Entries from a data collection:

※ ※ ※

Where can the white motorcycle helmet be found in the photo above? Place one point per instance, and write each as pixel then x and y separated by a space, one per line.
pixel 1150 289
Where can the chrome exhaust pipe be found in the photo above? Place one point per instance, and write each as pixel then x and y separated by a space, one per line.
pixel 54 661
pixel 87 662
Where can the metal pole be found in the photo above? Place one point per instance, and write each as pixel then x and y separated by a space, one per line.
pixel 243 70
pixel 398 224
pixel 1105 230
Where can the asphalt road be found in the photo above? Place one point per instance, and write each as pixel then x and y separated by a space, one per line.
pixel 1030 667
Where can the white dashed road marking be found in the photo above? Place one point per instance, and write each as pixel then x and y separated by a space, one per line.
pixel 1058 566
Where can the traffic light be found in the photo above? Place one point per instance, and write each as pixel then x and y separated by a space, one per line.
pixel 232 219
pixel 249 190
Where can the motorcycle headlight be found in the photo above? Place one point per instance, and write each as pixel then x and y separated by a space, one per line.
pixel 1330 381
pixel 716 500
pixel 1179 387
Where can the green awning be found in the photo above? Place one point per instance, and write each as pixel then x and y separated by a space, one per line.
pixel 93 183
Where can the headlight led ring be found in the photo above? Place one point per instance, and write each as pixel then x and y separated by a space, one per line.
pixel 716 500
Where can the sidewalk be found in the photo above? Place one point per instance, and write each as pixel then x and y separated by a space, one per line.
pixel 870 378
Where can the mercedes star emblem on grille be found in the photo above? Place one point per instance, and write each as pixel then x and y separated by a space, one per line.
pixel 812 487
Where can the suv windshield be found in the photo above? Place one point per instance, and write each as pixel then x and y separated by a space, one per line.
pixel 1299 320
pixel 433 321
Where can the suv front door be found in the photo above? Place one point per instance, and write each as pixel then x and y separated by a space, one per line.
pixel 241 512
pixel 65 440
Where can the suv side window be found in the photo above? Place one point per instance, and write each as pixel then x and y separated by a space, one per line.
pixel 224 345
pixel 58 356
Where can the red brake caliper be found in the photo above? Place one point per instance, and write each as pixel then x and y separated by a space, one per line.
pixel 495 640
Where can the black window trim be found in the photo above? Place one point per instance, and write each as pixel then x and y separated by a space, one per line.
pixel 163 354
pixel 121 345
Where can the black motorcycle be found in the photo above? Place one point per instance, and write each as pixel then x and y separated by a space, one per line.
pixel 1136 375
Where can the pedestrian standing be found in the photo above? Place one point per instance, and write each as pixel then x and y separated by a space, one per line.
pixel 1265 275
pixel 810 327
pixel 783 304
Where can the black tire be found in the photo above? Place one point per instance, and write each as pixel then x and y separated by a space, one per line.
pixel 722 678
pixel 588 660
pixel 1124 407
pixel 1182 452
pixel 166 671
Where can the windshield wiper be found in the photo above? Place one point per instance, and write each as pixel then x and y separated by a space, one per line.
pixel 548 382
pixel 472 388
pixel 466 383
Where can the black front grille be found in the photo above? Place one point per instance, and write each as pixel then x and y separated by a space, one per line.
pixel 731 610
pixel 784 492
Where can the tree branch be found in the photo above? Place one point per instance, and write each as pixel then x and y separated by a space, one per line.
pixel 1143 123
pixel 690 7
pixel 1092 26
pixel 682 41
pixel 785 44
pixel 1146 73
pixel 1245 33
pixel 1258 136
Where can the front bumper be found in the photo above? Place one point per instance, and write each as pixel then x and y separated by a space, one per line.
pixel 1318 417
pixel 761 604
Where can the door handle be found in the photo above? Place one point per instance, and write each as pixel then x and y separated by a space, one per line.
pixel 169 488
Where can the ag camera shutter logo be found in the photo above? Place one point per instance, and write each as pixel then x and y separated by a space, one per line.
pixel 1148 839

※ ※ ※

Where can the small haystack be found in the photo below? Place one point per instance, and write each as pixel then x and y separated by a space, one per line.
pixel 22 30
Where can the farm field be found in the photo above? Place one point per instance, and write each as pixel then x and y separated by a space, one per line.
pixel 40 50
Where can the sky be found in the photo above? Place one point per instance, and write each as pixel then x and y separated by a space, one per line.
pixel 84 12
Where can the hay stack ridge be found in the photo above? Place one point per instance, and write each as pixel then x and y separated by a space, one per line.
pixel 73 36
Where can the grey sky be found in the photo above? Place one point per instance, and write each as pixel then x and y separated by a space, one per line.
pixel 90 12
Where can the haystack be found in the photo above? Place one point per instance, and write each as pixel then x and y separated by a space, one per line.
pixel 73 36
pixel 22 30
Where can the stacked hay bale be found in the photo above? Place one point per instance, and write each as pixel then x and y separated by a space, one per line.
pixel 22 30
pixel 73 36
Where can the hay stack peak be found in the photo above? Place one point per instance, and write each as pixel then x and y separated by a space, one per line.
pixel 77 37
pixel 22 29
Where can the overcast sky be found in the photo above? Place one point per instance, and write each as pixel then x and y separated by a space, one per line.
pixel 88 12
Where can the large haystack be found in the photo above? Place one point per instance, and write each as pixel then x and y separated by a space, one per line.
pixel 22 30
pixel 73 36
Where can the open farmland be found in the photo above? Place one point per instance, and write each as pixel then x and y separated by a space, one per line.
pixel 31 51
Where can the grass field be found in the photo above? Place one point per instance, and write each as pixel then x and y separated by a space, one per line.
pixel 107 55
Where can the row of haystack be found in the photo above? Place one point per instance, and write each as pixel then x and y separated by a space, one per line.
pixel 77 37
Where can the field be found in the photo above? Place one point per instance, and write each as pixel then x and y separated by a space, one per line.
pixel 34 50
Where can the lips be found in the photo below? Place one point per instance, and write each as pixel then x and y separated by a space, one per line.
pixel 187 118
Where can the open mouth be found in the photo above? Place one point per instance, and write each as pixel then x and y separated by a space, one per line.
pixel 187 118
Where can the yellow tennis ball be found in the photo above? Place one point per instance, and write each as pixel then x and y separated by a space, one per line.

※ ※ ※

Given problem -> Copy out the lines from the one with "Where can the stacked" up to and including the one with "pixel 22 29", switching "hay" to "straw" and leaving everything else the same.

Exercise answer ->
Where can the stacked straw bale be found in the photo above? Place one point per instance, and write each as pixel then x and y separated by a space, one per line.
pixel 22 30
pixel 73 36
Where can the straw stack peak be found in the photo above? Place one point per instance, and write each as pixel then x and y separated by a space, one per line.
pixel 77 37
pixel 22 29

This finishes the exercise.